Go through the lines below. Copy those with "blue".

Segment Start: Materials provided

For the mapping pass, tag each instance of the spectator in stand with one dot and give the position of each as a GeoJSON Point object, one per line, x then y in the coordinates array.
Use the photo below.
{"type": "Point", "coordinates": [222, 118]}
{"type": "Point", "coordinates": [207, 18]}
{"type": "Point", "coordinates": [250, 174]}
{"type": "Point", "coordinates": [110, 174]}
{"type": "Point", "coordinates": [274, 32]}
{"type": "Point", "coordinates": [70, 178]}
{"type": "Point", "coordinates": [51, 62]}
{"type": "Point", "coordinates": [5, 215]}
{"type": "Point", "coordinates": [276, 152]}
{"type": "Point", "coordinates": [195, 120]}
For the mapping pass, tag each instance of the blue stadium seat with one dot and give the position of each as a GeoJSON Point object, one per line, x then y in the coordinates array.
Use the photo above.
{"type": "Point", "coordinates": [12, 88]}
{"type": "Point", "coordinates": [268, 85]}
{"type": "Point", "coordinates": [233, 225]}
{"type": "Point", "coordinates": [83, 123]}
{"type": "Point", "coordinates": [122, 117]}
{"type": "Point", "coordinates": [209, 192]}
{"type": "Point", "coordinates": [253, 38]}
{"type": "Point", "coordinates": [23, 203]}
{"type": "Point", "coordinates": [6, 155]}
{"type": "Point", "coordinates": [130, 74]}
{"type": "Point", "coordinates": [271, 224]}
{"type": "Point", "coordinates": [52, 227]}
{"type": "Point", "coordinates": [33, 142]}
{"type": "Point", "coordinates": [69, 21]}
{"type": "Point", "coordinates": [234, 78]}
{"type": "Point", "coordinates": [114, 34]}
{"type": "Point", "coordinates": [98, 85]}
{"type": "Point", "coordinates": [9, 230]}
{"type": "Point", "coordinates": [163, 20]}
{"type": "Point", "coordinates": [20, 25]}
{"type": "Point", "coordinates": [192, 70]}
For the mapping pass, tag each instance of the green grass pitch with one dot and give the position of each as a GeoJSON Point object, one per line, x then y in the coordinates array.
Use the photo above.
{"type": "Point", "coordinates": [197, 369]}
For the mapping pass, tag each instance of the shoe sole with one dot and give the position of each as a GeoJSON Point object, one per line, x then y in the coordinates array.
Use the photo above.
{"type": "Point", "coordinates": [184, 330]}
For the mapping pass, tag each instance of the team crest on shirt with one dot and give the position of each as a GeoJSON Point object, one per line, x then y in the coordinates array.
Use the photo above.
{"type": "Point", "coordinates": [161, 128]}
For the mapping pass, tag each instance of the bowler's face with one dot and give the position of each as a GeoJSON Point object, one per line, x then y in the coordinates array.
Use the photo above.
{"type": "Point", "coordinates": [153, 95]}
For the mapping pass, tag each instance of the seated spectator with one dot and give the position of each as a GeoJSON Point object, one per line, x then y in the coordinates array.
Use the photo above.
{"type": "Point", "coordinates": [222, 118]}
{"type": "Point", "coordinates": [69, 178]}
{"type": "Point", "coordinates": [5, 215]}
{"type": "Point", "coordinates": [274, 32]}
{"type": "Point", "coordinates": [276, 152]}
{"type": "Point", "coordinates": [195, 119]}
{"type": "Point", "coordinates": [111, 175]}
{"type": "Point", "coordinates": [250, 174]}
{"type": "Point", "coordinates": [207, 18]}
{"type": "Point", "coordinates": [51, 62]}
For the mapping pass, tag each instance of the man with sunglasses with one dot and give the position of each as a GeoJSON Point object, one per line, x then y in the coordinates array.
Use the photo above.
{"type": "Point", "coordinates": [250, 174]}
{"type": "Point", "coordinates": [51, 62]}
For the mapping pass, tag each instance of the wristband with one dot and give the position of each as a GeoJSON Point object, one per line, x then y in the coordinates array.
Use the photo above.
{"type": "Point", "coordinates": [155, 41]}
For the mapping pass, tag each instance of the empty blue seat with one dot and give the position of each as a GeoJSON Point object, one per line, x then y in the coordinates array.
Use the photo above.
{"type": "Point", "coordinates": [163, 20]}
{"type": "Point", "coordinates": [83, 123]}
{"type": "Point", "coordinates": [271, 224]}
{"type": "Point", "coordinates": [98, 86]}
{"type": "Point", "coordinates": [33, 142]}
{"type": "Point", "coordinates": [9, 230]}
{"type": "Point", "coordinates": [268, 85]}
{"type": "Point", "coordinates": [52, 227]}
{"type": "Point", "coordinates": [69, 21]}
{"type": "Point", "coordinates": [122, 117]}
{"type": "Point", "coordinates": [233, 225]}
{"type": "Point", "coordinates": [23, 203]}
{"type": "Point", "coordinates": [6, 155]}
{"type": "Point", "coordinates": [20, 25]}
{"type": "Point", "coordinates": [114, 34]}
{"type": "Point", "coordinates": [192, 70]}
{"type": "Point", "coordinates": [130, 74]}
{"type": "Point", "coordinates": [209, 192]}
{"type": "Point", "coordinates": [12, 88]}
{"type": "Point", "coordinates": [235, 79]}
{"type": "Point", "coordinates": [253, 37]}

Segment End: Materials provided

* Written solution *
For the mapping pass, tag each instance of the blue stadium seat with one dot and give the position of each as a GeoJSON Point object, one per line, x then y in the coordinates array.
For the mapping pass, tag each instance of the empty blue seat with one dot and give the position of each as a GeoJSON Point object, one per line, x then y in the coordinates array.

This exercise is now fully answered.